[CAUT] [pianotech] Baldwin Accujust

Fred Sturm fssturm at unm.edu
Mon Apr 27 18:03:54 PDT 2009


On Apr 26, 2009, at 10:30 AM, Ron Nossaman wrote:

> Yes. The bearing will, should anyone actually follow the procedure,  
> be below 1/3° from bass through mid tenor, and around 0.8° in the  
> high treble. Theoretically, at least. If you actually find  
> measurable bearing and crown in octave 5-6, you should have bought a  
> lottery ticket instead.

	I so rarely see positive bearing and crown in more than sporadic and  
tiny increments out here in the desert, I guess I've stopped expecting  
it. In any case, it seems like I should have the mindset of finesse  
and easy does it for the Baldwin accujust job. My notion is I don't  
really care about reproducing what is there now (40 years later or  
so), but I do want to load the board somewhat, and probably no more  
than it was designed to be at first. Crown is next to nil at this  
point, which is under conditions of 8% RH last reading, and below 20%  
for the last 6 months. And I expect to get to the job before the  
monsoons raise RH to 60%, so a wee mite of DB in the general  
prescribed proportions seems appropriate, probably on the shy side -  
expecting higher RH to produce higher DB. (BTW, the piano is "quite  
loud" at the moment - partly it needs voicing, but it puts out plenty  
of volume).

**Given data:**

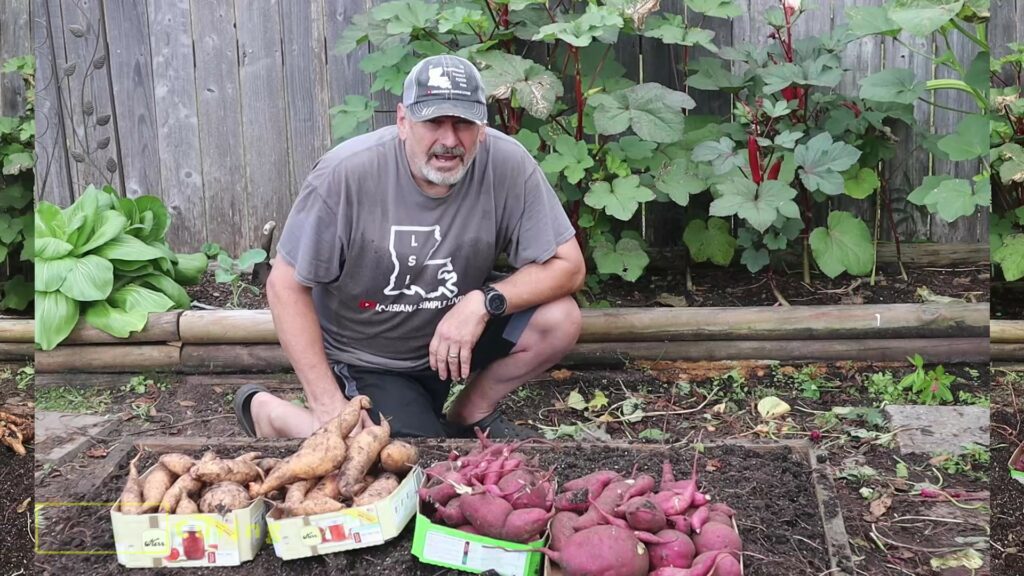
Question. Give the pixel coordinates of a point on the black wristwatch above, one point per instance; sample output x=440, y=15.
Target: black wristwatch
x=494, y=301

**Exercise task:** According to the message about the Baldwin Accujust, what was the relative humidity at the last reading?

**Task output:** 8%